Sunday, May 13, 2018


Post #122 May 14, 2018

“Seven Habits of Highly Effective Writers”

You’ve all heard of the book “7 Habits of Highly Effective People.”  The title got me to thinking that there are also a number of good habits and practices that writers should follow to give themselves the best chance to be successful at their chosen craft.  With that in mind, here are my seven habits.

  1. Read.  Read widely and read every day.  Writing as a career or even as a hobby requires what I call word sense.  This is the ability to choose the right word for the situation and manipulate words to mean what you want to mean and say what you want to say.  Yes, of course, you learned all this is grade school, along with other ‘useful’ things like diagramming sentences. But a lot of word sense comes from seeing how other writers do it and copying them.  I often run across turns of phrase in some story or article that somehow becomes embedded in my memory and often pop out just when I need them.  You can’t read too much. 
  2. Write.  Every day.  Writing is like a muscle.  Use it or lose it.  You have to be in the mode of choosing words and putting them down to exercise that muscle.  It really doesn’t matter that much what you write: a diary, an article, a few pages of your novel, a recipe for a neighbor.  Just get into the habit of putting words down in some coherent order every day and keep doing it.  There’s a hoary old saying, for writers of fiction, that you have to write a million words to flush out all the crap from your writer’s brain and get down to the real you.  I think there’s lot of truth to that.
  3. Be ruthless in editing.  I always think of editing as a lot like flossing your teeth.  Nobody likes it but you’d better do it and do it well and regularly if you want to avoid problems.  Being ruthless requires putting on a different face and learning how to back away from your precious words and scenes and characters and ask yourself: does this really work?  Does this move the story, illuminate character, provide setting or in some way advance the story?  If it doesn’t, delete it!  Learn to love your delete key.

_Data block_.

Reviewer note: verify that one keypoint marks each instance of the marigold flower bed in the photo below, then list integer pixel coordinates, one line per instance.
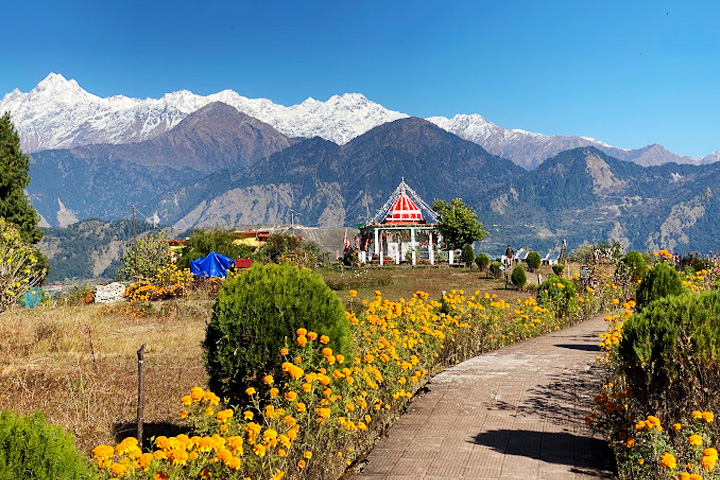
(326, 411)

_Your objective_. Repeat, word for word, the stretch of the writing-habits post that begins with "Sunday, May 13, 2018" and stops after "my seven habits.".

_Solution to this exercise_.
Sunday, May 13, 2018


Post #122 May 14, 2018

“Seven Habits of Highly Effective Writers”

You’ve all heard of the book “7 Habits of Highly Effective People.”  The title got me to thinking that there are also a number of good habits and practices that writers should follow to give themselves the best chance to be successful at their chosen craft.  With that in mind, here are my seven habits.